Obama is the third sitting president to have been given the honor, followed by Woodrow Wilson and Teddy Roosevelt. Jimmy Carter has also won it, but that award came 20 or so years after he left office. Al Gore has as well.

I think this award, more than anything else, amounts to Obama being perceived in much of Europe as the “un-Bush,” as David Ignatius of The Washington Post dubbed it, perhaps fueled, in part, by his speech Sept. 23 to the U.N. General Assembly, and his speech in Cairo, and in his speech on race, and his diplomatic policies, his reaching out to the Muslim world, and, finally, his stance on nuclear nonproliferation. As Ignatius notes,

That’s what he’s being honored for, really: reconnecting America to the world and making us popular again. If you want to understand the sentiments behind the prize, look at the numbers in the Transatlantic Trends report released last month by the German Marshall Fund. Obama’s approval rating in Germany: 92 percent compared to 12 percent for George Bush. His approval in the Netherlands: 90 percent compared to 18 percent for Bush. His favorability rating in Europe overall (77 percent) was much higher than in America (57 percent).

Some, of course, like Dick Cheney, would argue that it doesn’t matter whether we are popular. It matters that we are safe. But, unless our plan is to continue our imperialistic ways forever, I think it does matter, and is a good thing, if other, respected countries within the global community think we are on the right track internationally. No good at all can surely come from being disliked by most of the industrialized, modern countries of the world, as we were under the last woeful administration.

--- TASK ITEM A ---
According to the passage on Obama's award, what was Obama's approval rating in Germany in the Transatlantic Trends report?

--- MATERIAL FOR THIS EXERCISE ---
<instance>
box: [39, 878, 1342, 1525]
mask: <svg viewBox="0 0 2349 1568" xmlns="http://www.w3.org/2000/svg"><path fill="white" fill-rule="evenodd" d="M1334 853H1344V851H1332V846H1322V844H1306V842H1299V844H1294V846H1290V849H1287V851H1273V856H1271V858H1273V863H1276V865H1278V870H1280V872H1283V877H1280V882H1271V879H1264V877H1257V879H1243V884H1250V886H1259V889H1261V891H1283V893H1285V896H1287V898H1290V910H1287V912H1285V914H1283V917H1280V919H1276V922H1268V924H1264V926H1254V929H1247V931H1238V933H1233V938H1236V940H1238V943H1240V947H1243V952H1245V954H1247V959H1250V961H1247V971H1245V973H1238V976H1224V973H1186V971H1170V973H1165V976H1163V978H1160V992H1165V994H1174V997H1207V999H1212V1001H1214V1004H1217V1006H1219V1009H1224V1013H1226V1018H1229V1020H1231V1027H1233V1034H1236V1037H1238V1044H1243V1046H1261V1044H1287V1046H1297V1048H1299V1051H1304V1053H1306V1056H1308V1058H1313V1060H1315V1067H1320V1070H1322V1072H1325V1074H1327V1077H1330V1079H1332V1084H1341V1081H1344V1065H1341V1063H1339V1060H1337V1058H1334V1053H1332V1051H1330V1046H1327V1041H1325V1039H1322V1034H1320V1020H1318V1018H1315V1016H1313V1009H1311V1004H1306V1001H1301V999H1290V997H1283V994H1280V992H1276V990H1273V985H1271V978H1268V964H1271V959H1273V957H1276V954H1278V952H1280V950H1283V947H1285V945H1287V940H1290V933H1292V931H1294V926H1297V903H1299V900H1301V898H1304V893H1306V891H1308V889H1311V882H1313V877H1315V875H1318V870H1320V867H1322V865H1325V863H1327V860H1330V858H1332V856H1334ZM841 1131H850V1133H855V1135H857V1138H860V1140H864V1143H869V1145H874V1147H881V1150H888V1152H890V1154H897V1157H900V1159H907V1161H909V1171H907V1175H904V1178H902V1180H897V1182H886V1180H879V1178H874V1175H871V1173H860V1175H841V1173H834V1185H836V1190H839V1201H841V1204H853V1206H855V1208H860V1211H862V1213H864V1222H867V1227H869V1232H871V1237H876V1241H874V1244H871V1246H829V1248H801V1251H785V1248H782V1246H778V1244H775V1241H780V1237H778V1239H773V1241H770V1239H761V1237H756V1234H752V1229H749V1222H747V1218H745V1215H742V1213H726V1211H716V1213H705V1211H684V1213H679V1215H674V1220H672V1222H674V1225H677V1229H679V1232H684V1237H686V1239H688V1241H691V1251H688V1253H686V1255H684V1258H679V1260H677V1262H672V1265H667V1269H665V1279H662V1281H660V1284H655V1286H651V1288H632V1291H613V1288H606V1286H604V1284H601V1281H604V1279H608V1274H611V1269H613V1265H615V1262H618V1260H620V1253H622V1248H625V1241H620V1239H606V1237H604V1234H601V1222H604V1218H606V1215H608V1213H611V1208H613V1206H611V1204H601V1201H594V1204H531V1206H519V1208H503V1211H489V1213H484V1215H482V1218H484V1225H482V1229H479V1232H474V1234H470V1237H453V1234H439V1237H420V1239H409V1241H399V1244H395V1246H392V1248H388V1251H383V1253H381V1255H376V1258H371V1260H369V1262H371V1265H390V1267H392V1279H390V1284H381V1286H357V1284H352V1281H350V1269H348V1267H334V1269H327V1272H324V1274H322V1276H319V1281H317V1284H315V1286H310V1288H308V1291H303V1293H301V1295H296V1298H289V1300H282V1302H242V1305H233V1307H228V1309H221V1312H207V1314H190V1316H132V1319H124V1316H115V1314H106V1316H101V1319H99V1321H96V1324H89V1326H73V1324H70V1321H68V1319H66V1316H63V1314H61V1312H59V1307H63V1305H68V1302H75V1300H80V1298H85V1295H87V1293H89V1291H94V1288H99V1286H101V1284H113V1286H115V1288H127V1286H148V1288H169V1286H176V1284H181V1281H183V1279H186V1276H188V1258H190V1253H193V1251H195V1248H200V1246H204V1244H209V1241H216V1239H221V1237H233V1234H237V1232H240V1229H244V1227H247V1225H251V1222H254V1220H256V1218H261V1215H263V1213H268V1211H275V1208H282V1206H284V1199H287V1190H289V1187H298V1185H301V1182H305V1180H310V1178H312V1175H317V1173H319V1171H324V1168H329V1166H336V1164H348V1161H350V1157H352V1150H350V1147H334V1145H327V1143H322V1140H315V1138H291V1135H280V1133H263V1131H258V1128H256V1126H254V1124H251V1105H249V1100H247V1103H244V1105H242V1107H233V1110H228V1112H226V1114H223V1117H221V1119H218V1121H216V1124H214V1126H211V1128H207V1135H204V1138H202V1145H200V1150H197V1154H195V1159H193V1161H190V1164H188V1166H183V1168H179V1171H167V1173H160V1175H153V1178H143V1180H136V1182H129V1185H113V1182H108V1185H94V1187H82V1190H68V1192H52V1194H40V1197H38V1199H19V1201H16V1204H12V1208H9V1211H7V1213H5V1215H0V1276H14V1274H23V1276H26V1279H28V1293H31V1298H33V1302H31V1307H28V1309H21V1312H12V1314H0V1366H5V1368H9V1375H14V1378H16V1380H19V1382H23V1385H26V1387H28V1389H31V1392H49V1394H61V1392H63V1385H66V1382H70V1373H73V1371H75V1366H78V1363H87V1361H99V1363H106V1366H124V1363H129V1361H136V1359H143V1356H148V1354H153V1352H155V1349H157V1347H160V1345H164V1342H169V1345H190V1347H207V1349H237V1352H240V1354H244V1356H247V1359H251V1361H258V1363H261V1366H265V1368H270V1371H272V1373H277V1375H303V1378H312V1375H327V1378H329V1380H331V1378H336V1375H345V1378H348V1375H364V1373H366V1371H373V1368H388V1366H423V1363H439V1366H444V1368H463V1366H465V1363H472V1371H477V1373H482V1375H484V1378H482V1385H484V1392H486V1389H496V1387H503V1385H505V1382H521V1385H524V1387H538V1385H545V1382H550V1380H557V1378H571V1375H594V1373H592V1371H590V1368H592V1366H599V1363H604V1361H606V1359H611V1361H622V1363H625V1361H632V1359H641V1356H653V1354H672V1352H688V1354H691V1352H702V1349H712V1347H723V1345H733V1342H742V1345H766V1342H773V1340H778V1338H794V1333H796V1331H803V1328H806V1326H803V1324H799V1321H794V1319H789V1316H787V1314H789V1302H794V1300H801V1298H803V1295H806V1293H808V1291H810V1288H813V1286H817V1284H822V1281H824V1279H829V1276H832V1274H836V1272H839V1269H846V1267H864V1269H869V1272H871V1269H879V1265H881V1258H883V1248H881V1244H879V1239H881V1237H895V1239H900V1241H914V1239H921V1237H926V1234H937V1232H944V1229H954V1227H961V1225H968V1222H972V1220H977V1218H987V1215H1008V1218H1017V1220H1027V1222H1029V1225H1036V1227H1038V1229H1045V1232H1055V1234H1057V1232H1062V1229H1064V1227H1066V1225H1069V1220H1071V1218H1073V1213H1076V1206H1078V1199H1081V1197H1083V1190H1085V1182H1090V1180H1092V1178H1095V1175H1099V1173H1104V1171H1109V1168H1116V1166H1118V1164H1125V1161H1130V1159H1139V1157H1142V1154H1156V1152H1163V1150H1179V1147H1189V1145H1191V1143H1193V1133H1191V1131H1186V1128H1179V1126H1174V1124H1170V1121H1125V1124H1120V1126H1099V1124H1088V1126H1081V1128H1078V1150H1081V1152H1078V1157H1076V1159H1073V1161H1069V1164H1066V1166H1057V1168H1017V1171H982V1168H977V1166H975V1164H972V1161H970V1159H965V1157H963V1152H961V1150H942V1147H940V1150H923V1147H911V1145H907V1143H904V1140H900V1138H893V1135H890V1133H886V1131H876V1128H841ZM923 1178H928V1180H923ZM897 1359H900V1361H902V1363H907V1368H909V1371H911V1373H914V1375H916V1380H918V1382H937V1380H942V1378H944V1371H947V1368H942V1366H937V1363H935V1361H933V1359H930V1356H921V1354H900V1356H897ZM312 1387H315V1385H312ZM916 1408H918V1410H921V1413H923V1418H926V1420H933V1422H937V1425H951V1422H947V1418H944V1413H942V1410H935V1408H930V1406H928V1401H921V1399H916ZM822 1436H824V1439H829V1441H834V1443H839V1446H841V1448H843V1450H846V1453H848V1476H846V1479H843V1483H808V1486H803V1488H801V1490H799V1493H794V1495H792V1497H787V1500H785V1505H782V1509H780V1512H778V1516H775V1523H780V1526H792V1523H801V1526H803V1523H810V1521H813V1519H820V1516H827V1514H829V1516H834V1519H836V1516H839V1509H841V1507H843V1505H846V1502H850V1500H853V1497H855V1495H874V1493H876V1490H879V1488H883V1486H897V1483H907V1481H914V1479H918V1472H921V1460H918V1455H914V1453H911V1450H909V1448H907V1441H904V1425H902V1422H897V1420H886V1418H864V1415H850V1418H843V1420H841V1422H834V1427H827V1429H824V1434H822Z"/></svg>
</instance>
* * *
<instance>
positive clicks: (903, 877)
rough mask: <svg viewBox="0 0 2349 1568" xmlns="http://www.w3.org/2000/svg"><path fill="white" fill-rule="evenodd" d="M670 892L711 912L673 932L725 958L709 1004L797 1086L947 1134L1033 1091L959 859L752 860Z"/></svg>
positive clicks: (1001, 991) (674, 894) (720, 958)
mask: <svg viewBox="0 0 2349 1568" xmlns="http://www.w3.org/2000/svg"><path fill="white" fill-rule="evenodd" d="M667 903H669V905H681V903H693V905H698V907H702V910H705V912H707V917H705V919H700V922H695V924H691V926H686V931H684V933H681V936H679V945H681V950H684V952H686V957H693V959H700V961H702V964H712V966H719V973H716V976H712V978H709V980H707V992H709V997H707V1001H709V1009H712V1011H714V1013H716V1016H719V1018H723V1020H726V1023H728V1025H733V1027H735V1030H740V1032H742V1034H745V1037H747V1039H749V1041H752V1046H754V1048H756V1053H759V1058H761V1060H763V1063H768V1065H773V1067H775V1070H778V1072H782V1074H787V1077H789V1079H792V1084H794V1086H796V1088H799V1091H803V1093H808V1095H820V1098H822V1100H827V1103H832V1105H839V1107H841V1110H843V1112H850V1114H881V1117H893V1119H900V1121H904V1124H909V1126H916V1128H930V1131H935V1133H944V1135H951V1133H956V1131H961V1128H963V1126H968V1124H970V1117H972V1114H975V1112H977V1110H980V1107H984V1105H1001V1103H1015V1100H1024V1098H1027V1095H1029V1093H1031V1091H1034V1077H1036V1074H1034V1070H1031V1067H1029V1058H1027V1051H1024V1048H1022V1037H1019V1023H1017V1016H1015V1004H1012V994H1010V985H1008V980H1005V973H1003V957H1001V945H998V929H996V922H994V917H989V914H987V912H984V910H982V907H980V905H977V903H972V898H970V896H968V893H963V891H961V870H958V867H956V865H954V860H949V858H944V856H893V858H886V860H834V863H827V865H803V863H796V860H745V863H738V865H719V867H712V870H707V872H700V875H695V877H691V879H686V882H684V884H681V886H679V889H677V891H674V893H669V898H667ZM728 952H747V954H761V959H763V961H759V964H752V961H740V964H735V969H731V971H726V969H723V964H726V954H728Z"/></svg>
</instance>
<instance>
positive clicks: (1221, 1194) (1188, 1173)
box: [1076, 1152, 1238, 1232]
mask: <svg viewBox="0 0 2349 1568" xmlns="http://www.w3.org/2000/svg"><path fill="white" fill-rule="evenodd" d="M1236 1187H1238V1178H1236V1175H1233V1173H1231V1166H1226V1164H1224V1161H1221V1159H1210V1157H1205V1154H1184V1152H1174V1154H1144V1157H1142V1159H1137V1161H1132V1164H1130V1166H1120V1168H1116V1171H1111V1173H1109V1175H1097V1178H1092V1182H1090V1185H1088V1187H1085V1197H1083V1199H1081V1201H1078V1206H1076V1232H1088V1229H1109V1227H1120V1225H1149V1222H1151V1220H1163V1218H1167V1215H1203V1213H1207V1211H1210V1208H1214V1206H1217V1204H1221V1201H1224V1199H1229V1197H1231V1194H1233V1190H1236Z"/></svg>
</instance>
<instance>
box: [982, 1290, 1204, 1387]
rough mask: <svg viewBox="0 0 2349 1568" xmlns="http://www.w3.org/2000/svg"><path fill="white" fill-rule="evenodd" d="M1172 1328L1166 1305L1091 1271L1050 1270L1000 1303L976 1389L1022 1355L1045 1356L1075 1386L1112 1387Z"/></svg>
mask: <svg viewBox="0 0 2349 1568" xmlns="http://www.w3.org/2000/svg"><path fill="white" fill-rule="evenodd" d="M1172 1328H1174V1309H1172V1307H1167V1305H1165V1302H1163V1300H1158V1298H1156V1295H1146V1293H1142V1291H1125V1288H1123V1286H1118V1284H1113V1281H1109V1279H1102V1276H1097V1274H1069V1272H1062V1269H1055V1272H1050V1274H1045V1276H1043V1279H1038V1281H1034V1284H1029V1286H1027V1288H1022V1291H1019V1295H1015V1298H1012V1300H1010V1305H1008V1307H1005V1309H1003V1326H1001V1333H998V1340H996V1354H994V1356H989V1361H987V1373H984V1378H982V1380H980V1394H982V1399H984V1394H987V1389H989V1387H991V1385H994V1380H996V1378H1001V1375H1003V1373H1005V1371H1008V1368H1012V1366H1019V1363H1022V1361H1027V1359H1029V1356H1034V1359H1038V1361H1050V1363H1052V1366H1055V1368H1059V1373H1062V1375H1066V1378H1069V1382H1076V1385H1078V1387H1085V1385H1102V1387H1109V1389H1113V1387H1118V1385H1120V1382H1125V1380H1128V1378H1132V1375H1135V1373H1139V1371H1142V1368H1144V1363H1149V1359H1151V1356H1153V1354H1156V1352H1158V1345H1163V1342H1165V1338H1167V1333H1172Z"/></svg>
...
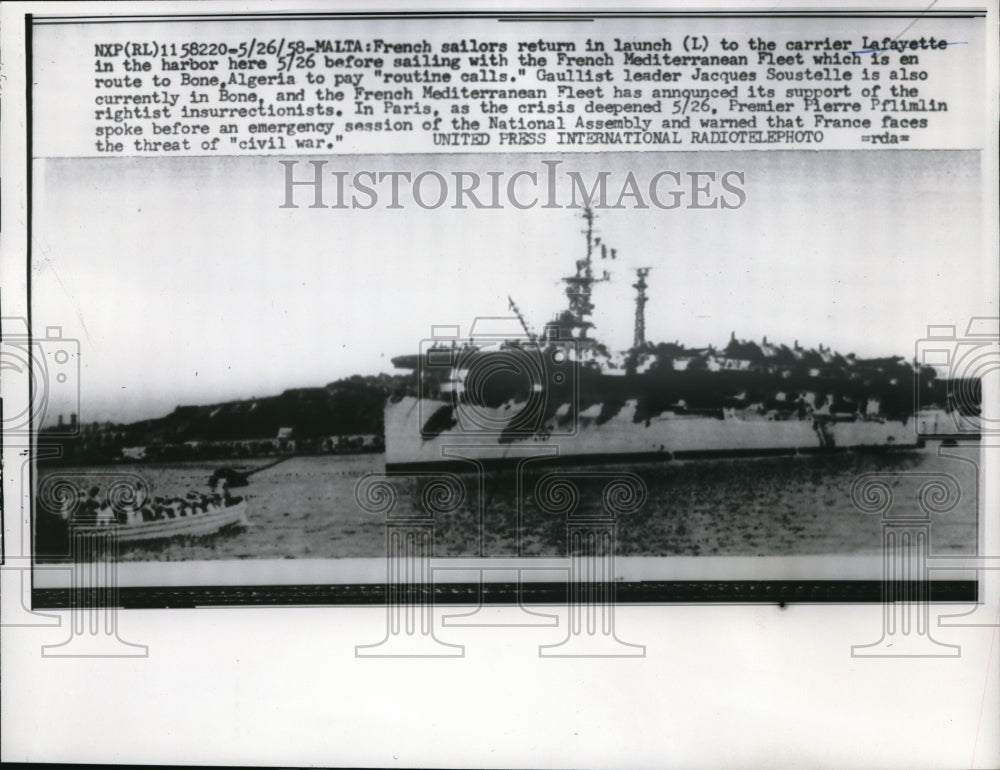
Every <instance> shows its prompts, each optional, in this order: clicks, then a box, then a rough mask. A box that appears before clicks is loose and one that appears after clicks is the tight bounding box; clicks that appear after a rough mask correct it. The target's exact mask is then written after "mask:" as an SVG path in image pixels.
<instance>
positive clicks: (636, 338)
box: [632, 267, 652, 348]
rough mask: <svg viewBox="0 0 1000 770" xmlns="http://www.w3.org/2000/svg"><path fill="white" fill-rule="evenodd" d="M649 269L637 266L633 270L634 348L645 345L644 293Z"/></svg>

--- TASK ITEM B ---
Turn the listing lines from the one containing "Every <instance> shows" through the one containing "269L637 266L633 270L634", inclusive, into a JSON list of strings with one string per line.

--- YOUR RESPONSE A ---
92 percent

--- YOUR RESPONSE B ---
[
  "Every <instance> shows its prompts, each optional, in this order: clicks, then a box, then a rough mask. A box that appears before clicks is loose and one that appears after clicks is the tight bounding box; clicks that appear after a rough mask correct it. The target's exact mask is then written after \"mask:\" as an SVG path in image pixels.",
  "<instance>",
  "positive clicks: (636, 338)",
  "box: [632, 267, 652, 348]",
  "rough mask: <svg viewBox=\"0 0 1000 770\" xmlns=\"http://www.w3.org/2000/svg\"><path fill=\"white\" fill-rule=\"evenodd\" d=\"M649 269L637 266L633 270L634 348L645 345L644 293Z\"/></svg>"
]